__Records for this task__:

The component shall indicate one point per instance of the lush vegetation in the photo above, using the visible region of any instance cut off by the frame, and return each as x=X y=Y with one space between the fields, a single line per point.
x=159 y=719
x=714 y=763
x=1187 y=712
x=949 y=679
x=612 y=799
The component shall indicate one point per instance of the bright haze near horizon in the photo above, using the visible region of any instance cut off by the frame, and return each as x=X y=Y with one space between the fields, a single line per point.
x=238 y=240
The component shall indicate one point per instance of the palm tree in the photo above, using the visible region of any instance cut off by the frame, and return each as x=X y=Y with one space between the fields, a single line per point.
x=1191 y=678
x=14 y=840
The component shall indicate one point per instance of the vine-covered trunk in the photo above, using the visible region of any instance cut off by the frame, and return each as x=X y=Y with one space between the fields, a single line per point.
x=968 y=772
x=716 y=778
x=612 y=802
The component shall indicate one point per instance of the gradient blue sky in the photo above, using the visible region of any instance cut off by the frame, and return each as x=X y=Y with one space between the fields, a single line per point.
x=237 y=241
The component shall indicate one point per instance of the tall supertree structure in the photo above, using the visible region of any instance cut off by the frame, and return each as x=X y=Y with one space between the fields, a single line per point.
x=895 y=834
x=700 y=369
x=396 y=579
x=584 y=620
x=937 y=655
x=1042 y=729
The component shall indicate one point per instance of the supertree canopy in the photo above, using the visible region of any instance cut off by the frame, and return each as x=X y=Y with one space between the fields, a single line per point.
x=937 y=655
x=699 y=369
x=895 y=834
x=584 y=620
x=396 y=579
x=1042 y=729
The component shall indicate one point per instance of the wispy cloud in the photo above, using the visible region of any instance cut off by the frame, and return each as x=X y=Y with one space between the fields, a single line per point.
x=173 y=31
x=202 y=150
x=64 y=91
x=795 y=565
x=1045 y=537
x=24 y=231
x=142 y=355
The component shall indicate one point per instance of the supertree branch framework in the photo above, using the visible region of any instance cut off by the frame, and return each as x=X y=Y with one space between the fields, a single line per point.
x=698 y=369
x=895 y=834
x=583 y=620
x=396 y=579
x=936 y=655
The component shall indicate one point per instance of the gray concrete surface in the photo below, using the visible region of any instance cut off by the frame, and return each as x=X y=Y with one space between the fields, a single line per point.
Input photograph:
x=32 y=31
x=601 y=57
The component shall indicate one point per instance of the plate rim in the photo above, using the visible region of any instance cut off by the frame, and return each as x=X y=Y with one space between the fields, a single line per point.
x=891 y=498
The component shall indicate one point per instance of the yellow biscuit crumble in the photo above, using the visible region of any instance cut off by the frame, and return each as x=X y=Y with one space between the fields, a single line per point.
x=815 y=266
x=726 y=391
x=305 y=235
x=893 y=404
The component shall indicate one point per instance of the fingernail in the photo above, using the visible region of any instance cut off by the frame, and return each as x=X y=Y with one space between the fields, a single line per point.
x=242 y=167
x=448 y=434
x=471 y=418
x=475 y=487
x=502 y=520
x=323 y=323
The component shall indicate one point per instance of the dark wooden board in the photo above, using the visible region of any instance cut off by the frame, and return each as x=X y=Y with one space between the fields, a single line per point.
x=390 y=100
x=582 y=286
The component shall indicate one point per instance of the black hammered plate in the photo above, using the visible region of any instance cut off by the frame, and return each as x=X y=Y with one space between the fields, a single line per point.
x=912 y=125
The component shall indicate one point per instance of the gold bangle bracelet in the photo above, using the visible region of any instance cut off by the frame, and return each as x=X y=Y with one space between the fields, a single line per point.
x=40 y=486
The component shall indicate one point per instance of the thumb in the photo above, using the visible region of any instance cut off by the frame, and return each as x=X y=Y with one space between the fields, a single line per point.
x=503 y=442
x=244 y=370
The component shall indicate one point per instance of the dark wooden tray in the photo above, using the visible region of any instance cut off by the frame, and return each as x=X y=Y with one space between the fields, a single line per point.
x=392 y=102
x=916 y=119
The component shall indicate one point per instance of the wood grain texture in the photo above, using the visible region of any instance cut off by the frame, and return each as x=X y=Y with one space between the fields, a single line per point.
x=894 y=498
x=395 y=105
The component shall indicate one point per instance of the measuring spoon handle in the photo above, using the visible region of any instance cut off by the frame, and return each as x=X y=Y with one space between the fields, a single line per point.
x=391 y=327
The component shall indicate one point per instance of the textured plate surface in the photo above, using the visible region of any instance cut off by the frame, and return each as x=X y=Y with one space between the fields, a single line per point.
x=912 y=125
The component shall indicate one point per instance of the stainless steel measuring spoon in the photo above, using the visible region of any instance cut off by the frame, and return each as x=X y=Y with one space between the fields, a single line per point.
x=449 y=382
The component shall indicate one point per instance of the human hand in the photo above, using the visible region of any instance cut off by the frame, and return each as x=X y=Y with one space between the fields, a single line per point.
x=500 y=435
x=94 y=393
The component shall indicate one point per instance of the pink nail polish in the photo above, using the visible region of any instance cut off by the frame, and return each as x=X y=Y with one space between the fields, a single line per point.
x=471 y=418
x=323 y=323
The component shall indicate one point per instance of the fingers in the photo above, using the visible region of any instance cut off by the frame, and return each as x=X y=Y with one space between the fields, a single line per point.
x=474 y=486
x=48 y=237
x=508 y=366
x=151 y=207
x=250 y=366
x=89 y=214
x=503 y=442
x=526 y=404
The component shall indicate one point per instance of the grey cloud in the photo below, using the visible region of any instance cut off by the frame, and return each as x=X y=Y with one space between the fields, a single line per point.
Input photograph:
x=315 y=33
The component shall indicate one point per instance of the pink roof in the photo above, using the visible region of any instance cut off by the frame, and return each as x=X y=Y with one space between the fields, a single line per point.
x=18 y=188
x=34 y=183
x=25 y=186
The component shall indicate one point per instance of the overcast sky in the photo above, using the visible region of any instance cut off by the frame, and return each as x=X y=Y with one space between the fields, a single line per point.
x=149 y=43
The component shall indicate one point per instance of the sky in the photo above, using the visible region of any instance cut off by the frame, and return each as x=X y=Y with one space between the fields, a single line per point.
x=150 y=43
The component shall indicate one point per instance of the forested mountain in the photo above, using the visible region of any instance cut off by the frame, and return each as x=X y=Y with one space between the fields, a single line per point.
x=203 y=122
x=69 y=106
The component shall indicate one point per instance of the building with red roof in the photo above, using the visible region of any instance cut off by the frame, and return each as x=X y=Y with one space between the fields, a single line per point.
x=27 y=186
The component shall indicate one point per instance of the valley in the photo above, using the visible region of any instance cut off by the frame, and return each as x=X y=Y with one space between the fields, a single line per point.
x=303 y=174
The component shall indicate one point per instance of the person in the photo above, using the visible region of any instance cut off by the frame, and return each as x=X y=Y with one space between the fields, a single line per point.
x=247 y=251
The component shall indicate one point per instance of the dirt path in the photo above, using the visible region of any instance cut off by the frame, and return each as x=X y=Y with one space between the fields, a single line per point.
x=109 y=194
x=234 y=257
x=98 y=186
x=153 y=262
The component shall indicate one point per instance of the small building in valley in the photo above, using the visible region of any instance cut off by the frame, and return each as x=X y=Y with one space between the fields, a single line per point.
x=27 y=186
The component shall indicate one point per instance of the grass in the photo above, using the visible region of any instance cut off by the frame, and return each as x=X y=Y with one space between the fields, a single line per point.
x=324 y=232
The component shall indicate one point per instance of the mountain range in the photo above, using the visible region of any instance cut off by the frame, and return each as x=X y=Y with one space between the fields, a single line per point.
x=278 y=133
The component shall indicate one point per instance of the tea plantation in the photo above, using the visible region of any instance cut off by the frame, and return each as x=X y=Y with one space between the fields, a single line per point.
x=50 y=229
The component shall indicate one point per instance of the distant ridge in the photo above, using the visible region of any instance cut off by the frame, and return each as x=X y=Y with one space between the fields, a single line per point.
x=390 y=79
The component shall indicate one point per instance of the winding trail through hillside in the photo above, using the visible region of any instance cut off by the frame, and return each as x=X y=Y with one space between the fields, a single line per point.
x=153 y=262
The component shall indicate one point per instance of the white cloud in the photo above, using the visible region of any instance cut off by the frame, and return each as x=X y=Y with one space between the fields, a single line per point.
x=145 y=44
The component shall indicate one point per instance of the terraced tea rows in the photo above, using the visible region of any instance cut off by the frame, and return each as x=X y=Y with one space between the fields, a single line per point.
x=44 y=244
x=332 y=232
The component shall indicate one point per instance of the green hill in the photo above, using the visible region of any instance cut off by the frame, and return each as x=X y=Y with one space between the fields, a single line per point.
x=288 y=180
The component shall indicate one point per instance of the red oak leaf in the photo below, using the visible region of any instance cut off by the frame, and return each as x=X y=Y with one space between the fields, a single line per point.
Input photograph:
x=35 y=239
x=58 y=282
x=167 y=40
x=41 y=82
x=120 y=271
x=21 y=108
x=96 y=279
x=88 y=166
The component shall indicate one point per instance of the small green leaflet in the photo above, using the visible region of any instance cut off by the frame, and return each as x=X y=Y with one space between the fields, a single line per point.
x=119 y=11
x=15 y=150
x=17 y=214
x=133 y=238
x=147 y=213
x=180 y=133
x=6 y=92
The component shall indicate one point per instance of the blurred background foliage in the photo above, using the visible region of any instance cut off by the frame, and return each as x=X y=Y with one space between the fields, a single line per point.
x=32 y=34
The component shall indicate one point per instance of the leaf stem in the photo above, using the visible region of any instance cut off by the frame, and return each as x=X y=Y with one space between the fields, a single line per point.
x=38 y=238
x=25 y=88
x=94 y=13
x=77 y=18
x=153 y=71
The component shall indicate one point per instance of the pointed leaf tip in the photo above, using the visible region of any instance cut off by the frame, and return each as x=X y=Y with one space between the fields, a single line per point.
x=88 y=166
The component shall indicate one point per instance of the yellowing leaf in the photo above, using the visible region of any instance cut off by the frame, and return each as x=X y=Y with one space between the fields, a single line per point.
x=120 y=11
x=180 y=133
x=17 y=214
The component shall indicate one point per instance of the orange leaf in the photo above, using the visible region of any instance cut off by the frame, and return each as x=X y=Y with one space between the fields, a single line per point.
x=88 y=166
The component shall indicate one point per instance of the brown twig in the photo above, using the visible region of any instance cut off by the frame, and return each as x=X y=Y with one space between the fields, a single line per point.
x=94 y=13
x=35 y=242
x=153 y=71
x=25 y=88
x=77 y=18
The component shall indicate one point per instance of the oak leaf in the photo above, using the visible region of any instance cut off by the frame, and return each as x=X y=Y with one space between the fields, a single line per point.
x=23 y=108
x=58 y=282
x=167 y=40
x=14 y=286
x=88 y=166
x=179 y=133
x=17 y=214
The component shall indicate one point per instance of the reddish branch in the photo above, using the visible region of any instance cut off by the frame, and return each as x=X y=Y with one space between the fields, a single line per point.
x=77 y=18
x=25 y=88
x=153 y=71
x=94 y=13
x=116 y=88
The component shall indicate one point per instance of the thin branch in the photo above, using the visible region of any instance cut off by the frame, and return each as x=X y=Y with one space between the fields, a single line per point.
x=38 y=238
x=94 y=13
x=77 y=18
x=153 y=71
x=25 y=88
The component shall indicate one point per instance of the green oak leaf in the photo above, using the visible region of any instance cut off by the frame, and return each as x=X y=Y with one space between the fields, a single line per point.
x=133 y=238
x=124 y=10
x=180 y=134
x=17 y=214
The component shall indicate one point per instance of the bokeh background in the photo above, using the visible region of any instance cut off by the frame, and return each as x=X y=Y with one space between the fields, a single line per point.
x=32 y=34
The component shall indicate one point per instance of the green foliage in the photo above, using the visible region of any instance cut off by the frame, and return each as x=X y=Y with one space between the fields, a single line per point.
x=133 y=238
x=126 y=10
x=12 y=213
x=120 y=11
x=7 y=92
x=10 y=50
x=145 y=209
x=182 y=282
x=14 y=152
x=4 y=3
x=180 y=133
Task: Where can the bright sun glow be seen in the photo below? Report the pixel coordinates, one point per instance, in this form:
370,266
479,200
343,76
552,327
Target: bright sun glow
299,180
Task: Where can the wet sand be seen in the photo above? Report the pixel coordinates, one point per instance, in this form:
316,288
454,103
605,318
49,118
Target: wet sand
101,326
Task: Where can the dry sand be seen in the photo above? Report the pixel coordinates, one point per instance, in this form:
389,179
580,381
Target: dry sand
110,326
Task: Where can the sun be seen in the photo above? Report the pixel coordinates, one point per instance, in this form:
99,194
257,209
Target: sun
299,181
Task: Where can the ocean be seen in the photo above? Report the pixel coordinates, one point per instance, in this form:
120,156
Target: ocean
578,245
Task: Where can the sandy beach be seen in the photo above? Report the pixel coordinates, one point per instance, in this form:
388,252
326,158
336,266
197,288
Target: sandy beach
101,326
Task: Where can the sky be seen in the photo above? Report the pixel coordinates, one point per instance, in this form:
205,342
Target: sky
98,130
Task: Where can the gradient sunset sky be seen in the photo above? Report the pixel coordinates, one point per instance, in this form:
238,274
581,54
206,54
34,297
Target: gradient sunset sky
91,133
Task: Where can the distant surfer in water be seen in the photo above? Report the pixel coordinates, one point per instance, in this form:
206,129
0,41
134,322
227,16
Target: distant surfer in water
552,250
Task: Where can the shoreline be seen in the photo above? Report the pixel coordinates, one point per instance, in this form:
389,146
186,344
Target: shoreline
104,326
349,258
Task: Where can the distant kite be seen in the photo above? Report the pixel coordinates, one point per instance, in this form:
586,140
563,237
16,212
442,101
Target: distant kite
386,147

__Exercise objective__: Copy the material above word for word, from its first line through the line containing "x=612 y=799", both ends included.

__The answer__:
The component shall indicate one point per instance of the lush vegetation in the photo above, using the visible region of any instance cut off by the frame, and return each as x=X y=Y with one space between the fields, a single line per point.
x=159 y=719
x=714 y=763
x=1187 y=712
x=949 y=679
x=612 y=799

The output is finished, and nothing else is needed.